— start —

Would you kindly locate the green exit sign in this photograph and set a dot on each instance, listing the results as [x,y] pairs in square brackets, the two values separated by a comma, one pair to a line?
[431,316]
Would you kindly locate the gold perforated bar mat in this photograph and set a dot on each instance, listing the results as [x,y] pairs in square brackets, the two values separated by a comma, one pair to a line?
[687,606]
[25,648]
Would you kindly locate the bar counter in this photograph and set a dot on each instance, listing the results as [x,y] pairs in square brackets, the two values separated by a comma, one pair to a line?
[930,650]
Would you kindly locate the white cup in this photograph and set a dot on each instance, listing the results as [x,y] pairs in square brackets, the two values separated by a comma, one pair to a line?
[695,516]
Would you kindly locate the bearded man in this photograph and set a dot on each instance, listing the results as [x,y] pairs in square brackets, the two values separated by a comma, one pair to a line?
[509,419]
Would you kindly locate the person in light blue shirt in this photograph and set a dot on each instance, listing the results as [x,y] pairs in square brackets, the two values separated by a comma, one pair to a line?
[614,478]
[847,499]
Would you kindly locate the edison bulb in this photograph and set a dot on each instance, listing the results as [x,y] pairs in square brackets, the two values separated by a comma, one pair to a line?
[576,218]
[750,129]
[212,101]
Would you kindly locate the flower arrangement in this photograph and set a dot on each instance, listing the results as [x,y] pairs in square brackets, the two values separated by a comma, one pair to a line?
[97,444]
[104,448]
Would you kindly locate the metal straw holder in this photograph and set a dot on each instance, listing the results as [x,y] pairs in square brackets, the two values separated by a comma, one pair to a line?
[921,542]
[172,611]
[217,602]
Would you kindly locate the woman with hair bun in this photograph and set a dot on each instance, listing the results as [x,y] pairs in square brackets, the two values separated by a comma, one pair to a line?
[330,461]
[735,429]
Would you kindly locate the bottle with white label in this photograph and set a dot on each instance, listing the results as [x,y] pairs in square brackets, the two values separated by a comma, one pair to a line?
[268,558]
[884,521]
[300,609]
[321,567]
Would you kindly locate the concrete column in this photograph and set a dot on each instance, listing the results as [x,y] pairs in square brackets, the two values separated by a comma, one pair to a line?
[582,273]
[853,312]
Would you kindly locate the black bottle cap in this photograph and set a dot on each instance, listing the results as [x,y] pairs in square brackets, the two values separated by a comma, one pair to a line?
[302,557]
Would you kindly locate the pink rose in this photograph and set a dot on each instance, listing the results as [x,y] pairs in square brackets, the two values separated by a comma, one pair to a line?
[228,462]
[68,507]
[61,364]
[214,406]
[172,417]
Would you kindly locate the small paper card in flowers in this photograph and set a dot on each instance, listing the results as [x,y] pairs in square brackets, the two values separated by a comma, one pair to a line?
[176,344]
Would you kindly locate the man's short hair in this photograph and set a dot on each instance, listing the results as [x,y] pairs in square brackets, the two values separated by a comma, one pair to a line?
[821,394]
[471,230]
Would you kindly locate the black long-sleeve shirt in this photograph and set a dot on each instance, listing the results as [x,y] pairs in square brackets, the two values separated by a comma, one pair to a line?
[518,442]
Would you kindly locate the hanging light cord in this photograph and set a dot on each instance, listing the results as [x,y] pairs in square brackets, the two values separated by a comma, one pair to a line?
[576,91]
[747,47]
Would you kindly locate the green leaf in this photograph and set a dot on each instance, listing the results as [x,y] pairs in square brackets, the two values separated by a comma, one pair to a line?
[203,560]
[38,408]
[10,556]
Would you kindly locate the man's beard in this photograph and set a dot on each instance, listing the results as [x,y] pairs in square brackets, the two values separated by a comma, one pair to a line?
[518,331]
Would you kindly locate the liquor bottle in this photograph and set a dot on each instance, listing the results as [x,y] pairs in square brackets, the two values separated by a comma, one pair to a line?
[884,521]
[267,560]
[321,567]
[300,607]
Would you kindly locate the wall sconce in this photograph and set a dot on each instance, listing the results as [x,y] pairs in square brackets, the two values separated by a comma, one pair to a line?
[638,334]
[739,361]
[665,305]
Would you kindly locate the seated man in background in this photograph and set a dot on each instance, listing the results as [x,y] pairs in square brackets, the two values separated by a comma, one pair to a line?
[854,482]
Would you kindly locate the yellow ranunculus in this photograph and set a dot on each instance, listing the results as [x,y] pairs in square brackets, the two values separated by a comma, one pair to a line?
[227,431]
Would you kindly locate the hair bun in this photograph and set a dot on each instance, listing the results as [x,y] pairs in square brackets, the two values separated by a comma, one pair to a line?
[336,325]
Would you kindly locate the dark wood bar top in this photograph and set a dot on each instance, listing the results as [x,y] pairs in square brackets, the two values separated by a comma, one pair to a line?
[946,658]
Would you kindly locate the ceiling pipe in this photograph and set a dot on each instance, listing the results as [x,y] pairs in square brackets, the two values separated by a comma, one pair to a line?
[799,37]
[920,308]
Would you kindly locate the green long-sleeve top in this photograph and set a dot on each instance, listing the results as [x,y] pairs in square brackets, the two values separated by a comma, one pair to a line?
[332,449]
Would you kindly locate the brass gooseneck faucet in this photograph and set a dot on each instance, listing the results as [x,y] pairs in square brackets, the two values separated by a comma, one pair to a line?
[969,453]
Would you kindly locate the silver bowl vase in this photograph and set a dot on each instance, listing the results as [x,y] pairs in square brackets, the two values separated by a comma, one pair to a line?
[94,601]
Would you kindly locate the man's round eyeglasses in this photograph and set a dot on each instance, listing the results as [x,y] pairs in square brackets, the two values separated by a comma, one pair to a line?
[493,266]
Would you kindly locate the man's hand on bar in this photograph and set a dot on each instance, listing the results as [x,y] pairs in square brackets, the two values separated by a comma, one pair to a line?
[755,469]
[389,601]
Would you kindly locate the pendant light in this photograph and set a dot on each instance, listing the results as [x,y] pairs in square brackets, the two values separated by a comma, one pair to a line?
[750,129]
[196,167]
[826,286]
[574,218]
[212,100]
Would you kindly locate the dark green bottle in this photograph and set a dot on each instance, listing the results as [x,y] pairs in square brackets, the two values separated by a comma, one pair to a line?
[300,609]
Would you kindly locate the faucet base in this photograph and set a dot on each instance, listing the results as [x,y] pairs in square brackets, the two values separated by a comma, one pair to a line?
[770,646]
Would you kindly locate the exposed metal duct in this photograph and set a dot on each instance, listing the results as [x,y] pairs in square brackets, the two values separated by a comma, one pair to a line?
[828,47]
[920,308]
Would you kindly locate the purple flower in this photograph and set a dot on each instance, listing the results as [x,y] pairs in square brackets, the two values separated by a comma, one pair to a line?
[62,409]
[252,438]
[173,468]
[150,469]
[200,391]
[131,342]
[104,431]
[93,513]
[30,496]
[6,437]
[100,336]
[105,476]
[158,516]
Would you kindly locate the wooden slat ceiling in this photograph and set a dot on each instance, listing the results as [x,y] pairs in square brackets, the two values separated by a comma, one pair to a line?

— end —

# Task brief
Recast every line of the data, from the line containing "Would you kindly locate the exposed" through the end of the data, both ends included, as a JSON list of strings with one string per line and blank lines omitted.

# Output for this task
[
  "Would you kindly locate the exposed metal duct in this photograph and set a dot on each instance, listing the results as [x,y] pairs in square brackets, the two values separated by a comma, one pair to a line?",
  "[828,47]",
  "[920,308]",
  "Would you kindly locate the purple flower in this photograph and set a dot on each instance, listing the results as [x,y] pairs in square brackets, the two values separated by a comma, one pair to a line?",
  "[62,409]",
  "[252,438]",
  "[173,468]",
  "[150,469]",
  "[200,391]",
  "[131,342]",
  "[104,431]",
  "[93,513]",
  "[30,496]",
  "[6,437]",
  "[100,336]",
  "[105,476]",
  "[158,516]",
  "Would you kindly locate the wooden slat ceiling in this photograph and set a dot on each instance, listing the results as [x,y] pairs in square brackets, the two values separated by a comma, one pair to a line?"
]